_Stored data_
=======
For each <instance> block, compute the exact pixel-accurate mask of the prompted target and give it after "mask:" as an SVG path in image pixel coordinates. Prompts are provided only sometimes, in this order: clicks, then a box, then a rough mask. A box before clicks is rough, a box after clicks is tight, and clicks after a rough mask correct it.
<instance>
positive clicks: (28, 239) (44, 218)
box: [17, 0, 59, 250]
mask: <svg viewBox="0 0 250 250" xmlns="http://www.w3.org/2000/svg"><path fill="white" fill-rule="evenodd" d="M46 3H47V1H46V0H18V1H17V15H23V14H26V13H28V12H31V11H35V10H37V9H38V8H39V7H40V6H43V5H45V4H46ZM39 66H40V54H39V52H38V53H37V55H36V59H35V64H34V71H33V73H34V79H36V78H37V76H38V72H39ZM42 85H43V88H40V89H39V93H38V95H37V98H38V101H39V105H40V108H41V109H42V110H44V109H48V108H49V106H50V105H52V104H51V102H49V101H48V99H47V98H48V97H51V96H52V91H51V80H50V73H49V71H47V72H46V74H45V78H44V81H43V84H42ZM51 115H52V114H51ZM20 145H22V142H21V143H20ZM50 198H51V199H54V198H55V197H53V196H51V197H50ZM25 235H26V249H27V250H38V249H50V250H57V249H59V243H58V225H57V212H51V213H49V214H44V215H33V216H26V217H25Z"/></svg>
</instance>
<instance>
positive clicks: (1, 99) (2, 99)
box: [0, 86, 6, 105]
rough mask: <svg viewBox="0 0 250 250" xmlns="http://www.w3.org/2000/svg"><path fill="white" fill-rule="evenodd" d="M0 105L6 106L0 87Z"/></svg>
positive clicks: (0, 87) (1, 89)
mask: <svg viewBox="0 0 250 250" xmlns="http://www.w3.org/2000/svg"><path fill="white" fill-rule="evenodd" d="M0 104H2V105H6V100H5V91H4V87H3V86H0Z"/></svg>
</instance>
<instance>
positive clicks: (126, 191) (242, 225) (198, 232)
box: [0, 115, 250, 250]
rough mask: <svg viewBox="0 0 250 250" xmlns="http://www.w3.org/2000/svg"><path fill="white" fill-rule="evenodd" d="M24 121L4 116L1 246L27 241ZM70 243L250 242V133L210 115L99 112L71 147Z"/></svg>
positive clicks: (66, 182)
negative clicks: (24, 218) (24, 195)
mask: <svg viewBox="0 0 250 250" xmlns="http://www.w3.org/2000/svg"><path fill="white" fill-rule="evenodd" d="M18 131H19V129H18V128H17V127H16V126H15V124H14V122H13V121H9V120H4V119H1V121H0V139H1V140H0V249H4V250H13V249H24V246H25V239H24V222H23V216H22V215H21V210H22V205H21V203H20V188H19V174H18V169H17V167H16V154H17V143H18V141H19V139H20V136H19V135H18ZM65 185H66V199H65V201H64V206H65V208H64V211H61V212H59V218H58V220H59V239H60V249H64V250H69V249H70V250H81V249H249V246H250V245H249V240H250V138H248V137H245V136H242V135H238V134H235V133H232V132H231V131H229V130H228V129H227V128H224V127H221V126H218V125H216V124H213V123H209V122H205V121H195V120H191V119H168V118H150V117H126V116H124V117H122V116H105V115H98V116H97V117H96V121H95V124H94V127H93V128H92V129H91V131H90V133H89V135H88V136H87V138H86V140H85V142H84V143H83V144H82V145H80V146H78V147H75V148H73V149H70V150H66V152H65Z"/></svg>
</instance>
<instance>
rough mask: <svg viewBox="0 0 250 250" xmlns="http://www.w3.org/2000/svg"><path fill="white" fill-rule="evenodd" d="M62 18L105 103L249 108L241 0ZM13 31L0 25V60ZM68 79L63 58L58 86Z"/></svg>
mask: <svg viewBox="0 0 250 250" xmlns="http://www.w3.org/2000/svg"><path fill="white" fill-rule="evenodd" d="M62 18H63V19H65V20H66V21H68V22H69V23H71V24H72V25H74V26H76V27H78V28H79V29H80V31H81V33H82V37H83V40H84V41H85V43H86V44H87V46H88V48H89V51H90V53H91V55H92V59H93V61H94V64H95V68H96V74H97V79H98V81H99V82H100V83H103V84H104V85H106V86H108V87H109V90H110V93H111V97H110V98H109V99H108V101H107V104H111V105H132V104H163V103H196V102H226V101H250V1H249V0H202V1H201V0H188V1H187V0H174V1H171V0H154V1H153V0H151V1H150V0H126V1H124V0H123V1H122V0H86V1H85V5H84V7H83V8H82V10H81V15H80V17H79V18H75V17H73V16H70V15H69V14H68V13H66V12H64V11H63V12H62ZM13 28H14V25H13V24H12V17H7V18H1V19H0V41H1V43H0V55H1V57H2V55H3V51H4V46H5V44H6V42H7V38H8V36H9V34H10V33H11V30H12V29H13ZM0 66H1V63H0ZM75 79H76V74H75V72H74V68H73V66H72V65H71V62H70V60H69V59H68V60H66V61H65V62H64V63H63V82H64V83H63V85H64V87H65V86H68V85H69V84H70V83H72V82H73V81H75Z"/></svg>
=======
_YOUR ASSIGNMENT_
Convert every line of the listing above into a JSON list of strings, with one string per line and no blank lines.

_RESULT FOR THIS TASK_
[
  "For each <instance> block, compute the exact pixel-accurate mask of the prompted target and give it after \"mask:\" as an SVG path in image pixel coordinates. Prompts are provided only sometimes, in this order: clicks, then a box, then a rough mask. A box before clicks is rough, a box after clicks is tight, and clicks after a rough mask correct it.",
  "<instance>",
  "positive clicks: (28, 239) (44, 218)",
  "box: [17, 0, 59, 250]",
  "mask: <svg viewBox=\"0 0 250 250\" xmlns=\"http://www.w3.org/2000/svg\"><path fill=\"white\" fill-rule=\"evenodd\" d=\"M46 3H47V1H46V0H18V1H17V15H23V14H26V13H28V12H31V11H35V10H37V9H38V8H39V7H40V6H43V5H45V4H46ZM39 66H40V54H39V52H38V53H37V55H36V59H35V64H34V71H33V73H34V79H36V78H37V76H38V72H39ZM42 85H43V88H40V89H39V93H38V95H37V98H38V101H39V105H40V108H41V109H42V110H44V109H48V108H49V106H50V105H52V104H51V102H49V101H48V99H47V98H48V97H51V96H52V91H51V80H50V73H49V71H47V72H46V74H45V78H44V81H43V84H42ZM51 115H52V114H51ZM20 145H22V142H21V143H20ZM50 198H51V199H54V198H55V197H53V196H51V197H50ZM25 235H26V249H27V250H38V249H50V250H57V249H59V243H58V225H57V212H51V213H49V214H44V215H33V216H26V217H25Z\"/></svg>",
  "</instance>",
  "<instance>",
  "positive clicks: (1, 99) (2, 99)",
  "box: [0, 86, 6, 105]",
  "rough mask: <svg viewBox=\"0 0 250 250\" xmlns=\"http://www.w3.org/2000/svg\"><path fill=\"white\" fill-rule=\"evenodd\" d=\"M0 105L6 106L0 87Z\"/></svg>",
  "positive clicks: (0, 87) (1, 89)",
  "mask: <svg viewBox=\"0 0 250 250\" xmlns=\"http://www.w3.org/2000/svg\"><path fill=\"white\" fill-rule=\"evenodd\" d=\"M0 104H2V105H6V100H5V91H4V87H3V86H0Z\"/></svg>",
  "</instance>",
  "<instance>",
  "positive clicks: (126, 191) (242, 225) (198, 232)",
  "box: [0, 115, 250, 250]",
  "rough mask: <svg viewBox=\"0 0 250 250\" xmlns=\"http://www.w3.org/2000/svg\"><path fill=\"white\" fill-rule=\"evenodd\" d=\"M24 121L4 116L1 246L27 241ZM70 243L250 242V133L210 115L99 112L71 147Z\"/></svg>",
  "positive clicks: (66, 182)",
  "negative clicks: (24, 218) (24, 195)",
  "mask: <svg viewBox=\"0 0 250 250\" xmlns=\"http://www.w3.org/2000/svg\"><path fill=\"white\" fill-rule=\"evenodd\" d=\"M18 131H19V129H18V128H17V127H16V126H15V124H14V122H13V121H9V120H4V119H1V121H0V139H1V140H0V249H4V250H13V249H24V246H25V239H24V222H23V216H22V215H21V210H22V205H21V203H20V188H19V174H18V169H17V167H16V154H17V143H18V141H19V139H20V136H19V135H18ZM65 185H66V199H65V201H64V206H65V208H64V211H61V212H59V218H58V220H59V239H60V249H64V250H69V249H70V250H81V249H249V246H250V245H249V240H250V138H248V137H245V136H242V135H238V134H235V133H232V132H231V131H229V130H228V129H227V128H224V127H221V126H218V125H216V124H213V123H209V122H205V121H195V120H191V119H168V118H150V117H126V116H124V117H122V116H105V115H98V116H97V117H96V121H95V124H94V127H93V128H92V129H91V131H90V133H89V135H88V136H87V138H86V140H85V142H84V143H83V144H82V145H80V146H78V147H75V148H73V149H70V150H66V152H65Z\"/></svg>",
  "</instance>",
  "<instance>",
  "rough mask: <svg viewBox=\"0 0 250 250\" xmlns=\"http://www.w3.org/2000/svg\"><path fill=\"white\" fill-rule=\"evenodd\" d=\"M62 18L105 103L249 108L241 0ZM13 31L0 25V60ZM68 79L63 58L58 86Z\"/></svg>",
  "mask: <svg viewBox=\"0 0 250 250\" xmlns=\"http://www.w3.org/2000/svg\"><path fill=\"white\" fill-rule=\"evenodd\" d=\"M62 18H63V19H65V20H66V21H68V22H69V23H71V24H72V25H74V26H76V27H78V28H79V29H80V31H81V33H82V37H83V40H84V41H85V43H86V44H87V46H88V48H89V51H90V53H91V55H92V59H93V61H94V64H95V68H96V74H97V79H98V81H99V82H100V83H103V84H104V85H106V86H108V87H109V90H110V93H111V97H110V98H109V99H108V101H107V104H111V105H132V104H163V103H196V102H226V101H250V1H249V0H202V1H201V0H188V1H187V0H174V1H171V0H154V1H153V0H151V1H150V0H126V1H124V0H123V1H122V0H86V1H85V5H84V7H83V8H82V10H81V15H80V17H79V18H75V17H73V16H70V15H69V14H68V13H66V12H64V11H63V12H62ZM13 28H14V25H13V24H12V17H7V18H1V19H0V41H1V43H0V55H1V57H2V55H3V51H4V46H5V44H6V42H7V38H8V36H9V34H10V33H11V30H12V29H13ZM0 66H1V63H0ZM75 79H76V74H75V72H74V68H73V66H72V65H71V62H70V60H69V59H68V60H66V61H65V62H64V63H63V82H64V83H63V85H64V87H65V86H68V85H69V84H70V83H72V82H73V81H75Z\"/></svg>"
]